Au final, je suis toujours très étonné de voir les effets. Ces personnes étaient un peu perdues, elles adorent la formation et retrouvent une estime de soi. C’est signe que nous les avons aidés. Ils ne vont pas tous créer leur entreprise, mais nous leur avons redonné la pêche, le savoir-être nécessaire pour séduire un patron !

Ancien président du Medef et chef d’entreprise, comment avez-vous mobilisé votre réseau ?

C’est vrai que j’ai connu Xavier Bertrand président de la région (depuis 2016) quand j’étais au Medef (entre 2013 et 2018, NDLR). Il nous a un peu aidés au départ, notamment pour ouvrir un certain nombre de portes dans la région.
Et évidemment, j’ai mobilisé le réseau des patrons et des Medefs locaux. Je les connais bien aussi parce que j’ai toujours cinq usines dans les territoires. Je suis allée dans les CCI locales aussi car j’ai une appétence naturelle à me tourner vers ces patrons et ces régions que j’aime beaucoup et qui font la France.

== == ==

§ Consigne 1
Recopiez le passage de l'extrait situé entre « Et évidemment, j’ai » et « font la France. », ces deux bornes incluses.
§ Consigne 2
Condensez en liste le paragraphe de l'extrait commençant par « C'est vrai que j'ai connu Xavier Bertrand », sans en perdre les informations principales.
Seul l'extrait sert de référence.

== == ==

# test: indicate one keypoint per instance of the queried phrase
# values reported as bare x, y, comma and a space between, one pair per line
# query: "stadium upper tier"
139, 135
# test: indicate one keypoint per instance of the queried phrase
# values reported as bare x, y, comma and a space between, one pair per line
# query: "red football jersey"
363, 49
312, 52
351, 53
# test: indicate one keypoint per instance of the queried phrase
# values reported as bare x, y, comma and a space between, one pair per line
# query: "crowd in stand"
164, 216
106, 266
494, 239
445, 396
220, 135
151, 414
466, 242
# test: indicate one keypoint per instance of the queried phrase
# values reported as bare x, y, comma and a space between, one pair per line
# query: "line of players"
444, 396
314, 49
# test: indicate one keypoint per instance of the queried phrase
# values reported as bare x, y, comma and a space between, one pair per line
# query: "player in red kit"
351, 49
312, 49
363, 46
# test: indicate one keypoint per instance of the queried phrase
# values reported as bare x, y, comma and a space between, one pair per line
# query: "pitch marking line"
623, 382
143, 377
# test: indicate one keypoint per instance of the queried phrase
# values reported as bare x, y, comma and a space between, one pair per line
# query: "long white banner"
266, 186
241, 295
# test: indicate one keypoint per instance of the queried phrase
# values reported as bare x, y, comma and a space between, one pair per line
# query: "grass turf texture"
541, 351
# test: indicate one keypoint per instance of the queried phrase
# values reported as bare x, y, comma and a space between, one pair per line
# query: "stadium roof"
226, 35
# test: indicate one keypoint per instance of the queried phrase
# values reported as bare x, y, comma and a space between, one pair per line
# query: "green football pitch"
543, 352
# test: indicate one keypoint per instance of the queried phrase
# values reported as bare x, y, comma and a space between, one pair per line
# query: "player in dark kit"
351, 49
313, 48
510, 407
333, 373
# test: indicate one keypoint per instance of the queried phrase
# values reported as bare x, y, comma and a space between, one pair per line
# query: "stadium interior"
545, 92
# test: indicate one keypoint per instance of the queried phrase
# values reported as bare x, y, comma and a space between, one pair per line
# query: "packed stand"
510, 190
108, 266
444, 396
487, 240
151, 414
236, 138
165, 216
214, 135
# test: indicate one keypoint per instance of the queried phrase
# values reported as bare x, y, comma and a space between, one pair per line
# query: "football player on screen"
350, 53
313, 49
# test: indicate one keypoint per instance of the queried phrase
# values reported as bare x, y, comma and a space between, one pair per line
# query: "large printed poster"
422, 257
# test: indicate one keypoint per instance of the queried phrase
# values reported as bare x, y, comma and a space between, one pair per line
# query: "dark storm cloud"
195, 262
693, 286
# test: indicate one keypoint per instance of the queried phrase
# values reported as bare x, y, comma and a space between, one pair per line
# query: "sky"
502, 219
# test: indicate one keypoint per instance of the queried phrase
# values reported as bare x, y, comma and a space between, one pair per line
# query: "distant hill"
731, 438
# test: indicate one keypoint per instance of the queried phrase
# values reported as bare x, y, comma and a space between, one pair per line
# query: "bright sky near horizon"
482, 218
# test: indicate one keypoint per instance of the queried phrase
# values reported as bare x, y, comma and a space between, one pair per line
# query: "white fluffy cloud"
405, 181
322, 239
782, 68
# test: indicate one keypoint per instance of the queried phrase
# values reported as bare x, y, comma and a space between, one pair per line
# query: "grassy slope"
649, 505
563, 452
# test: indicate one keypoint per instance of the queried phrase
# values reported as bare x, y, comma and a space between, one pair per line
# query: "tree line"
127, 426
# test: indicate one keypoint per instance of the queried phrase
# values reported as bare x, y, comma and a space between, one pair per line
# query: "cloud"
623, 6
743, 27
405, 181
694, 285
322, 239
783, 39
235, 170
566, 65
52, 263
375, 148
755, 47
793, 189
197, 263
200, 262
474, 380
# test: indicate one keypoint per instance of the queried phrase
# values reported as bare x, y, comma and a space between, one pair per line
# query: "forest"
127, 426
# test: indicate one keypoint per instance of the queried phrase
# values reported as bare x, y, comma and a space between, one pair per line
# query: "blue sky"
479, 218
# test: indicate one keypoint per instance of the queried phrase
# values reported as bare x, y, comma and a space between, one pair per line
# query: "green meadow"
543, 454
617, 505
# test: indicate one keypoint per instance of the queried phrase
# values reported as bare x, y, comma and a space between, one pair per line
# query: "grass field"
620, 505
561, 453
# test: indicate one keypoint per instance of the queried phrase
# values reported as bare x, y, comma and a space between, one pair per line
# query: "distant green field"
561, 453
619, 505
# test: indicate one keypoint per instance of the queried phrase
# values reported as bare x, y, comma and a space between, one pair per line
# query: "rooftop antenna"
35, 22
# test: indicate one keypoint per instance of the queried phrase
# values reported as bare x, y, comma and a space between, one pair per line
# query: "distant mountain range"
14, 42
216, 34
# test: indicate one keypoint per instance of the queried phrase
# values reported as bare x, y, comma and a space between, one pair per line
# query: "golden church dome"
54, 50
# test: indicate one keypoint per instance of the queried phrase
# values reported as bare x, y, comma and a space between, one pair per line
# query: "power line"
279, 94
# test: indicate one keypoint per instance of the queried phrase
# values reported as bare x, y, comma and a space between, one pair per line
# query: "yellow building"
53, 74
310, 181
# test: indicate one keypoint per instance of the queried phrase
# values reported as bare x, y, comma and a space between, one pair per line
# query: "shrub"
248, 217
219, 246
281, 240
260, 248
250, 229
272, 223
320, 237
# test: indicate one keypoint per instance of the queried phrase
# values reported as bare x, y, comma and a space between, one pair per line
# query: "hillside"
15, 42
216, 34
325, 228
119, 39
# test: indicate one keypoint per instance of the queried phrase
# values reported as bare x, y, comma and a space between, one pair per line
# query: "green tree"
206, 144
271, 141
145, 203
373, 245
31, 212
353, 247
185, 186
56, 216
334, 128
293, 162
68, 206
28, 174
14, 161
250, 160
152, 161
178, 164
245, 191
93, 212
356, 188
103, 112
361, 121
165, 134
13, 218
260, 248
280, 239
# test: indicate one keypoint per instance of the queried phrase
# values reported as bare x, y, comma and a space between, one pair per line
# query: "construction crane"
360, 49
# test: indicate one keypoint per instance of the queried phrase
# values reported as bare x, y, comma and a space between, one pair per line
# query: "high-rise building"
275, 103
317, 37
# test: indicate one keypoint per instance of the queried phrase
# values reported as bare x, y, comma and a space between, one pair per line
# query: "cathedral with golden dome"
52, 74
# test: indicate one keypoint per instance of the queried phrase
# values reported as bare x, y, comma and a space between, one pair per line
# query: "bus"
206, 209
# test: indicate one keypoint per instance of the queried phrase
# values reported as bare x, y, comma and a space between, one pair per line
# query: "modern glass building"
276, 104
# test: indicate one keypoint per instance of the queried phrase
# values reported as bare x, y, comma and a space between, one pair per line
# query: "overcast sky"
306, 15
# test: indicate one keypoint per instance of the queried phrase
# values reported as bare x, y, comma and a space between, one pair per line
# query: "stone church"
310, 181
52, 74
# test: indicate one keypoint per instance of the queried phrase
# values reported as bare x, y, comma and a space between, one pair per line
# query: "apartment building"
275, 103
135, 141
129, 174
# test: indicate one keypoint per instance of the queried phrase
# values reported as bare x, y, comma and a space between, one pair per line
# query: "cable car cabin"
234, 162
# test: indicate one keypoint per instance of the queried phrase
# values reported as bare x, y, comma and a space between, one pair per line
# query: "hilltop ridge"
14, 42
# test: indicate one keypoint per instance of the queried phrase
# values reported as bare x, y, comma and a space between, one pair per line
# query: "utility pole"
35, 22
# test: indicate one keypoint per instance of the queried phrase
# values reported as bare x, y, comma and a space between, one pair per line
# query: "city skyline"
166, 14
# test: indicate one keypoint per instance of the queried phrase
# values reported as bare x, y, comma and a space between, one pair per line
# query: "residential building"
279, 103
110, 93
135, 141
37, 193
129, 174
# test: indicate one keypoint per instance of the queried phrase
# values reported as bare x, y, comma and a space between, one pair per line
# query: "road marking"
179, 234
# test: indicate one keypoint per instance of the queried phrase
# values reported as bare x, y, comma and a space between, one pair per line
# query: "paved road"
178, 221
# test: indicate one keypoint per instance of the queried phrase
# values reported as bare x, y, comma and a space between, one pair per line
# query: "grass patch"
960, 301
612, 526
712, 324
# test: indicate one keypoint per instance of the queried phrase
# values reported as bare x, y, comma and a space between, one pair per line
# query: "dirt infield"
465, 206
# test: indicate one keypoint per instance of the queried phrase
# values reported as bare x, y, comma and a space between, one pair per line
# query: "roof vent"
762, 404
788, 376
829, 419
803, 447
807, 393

== == ==

§ Corrigé 1
Et évidemment, j’ai mobilisé le réseau des patrons et des Medefs locaux. Je les connais bien aussi parce que j’ai toujours cinq usines dans les territoires. Je suis allée dans les CCI locales aussi car j’ai une appétence naturelle à me tourner vers ces patrons et ces régions que j’aime beaucoup et qui font la France.

§ Corrigé 2
- Rencontre avec Xavier Bertrand, président de la région depuis 2016, à l'époque du Medef (2013-2018).
- Une aide de sa part au départ, notamment pour ouvrir un certain nombre de portes dans la région.